> [Exercise goal]
Retype every entry below without altering anything.

(Source data Opens)

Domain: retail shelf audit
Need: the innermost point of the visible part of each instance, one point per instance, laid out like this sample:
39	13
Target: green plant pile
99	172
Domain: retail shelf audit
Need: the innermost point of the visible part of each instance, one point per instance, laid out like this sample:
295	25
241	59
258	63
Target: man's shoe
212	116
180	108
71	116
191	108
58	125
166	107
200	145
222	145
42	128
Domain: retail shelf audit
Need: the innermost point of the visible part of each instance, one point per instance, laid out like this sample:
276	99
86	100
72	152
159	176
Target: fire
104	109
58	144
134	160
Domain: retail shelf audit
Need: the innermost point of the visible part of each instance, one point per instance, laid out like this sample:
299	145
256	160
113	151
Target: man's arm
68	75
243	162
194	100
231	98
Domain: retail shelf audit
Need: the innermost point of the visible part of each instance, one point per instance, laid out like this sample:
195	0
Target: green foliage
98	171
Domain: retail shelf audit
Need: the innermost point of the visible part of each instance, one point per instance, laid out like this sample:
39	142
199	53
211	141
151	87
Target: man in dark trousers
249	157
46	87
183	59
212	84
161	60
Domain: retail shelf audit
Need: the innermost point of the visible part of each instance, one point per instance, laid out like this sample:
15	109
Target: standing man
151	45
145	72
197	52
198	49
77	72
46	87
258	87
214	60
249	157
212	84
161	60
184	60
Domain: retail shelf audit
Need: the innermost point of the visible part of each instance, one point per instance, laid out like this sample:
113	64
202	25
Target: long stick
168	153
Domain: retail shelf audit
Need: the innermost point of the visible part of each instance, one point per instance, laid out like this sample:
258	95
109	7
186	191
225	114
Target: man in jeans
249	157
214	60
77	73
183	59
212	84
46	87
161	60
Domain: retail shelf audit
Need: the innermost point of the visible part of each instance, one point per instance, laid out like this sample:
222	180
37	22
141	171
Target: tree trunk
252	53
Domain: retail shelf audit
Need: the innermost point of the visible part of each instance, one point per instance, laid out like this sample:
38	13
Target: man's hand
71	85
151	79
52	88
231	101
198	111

(Source data Closes)

> [Response]
Domain: retail shelf audit
Need: the innermost point of the visible part of each instance, one point per instance, laid out like this sample:
39	13
Target: green plant pile
99	172
Domain: retail shelf audit
Need: the innermost point of the visible part of each instance, one point per instance, laid out like this sample:
295	25
241	59
258	63
Target: man's shoe
212	116
180	108
71	116
191	108
58	125
166	107
200	145
222	145
42	128
Domain: retail shelf audit
Need: the innermost point of the visible part of each instance, one point per instance, laid out like this sample:
276	99
86	100
72	152
159	176
Target: fire
104	109
58	144
134	160
Domain: retail shelf audit
Need: the innermost point of the visible part of each instance, one point per instance, laid out like this sample:
299	145
256	160
113	151
Target: man's arm
68	75
243	162
194	100
231	98
Domain: retail shelf audit
Need: the innermost point of the visible part of each instance, one point per instance, laid out like this sample:
195	0
Target: green foliage
98	171
Domain: retail shelf audit
Need: the innermost point of the visible part of each instance, one point per instance, laid out like this sample:
39	142
199	53
211	141
151	87
Target: man in dark trousers
249	157
46	87
183	59
212	84
161	60
Domain: retail shelf audit
Need: the innermost point of the visible part of each instance, one point per instance, laid out like this sample:
15	109
Target: standing man
151	45
145	72
197	52
198	49
77	72
46	87
258	87
214	60
249	157
212	84
161	60
184	60
Domain: retail shelf audit
Need: the innermost point of the visible part of each instance, one point per instance, laid out like this sample:
113	64
202	25
Target: long stick
168	153
Domain: retail shelf audit
Need: the innermost point of the visible part of each instance, one point per instance, laid out like this sample:
258	95
109	7
186	191
225	114
Target: man in jeans
249	157
214	60
77	73
183	59
212	84
46	87
161	60
Domain: retail shelf audit
Need: the innermost point of the visible part of each instance, one point per instance, laid out like this sample:
222	180
37	22
141	171
Target: tree trunk
252	53
Domain: retail shelf audit
Need: the innermost point of the visible part of each instance, one point per instance, laid out like this sample:
38	13
Target: man's hand
71	85
151	79
52	88
231	101
198	111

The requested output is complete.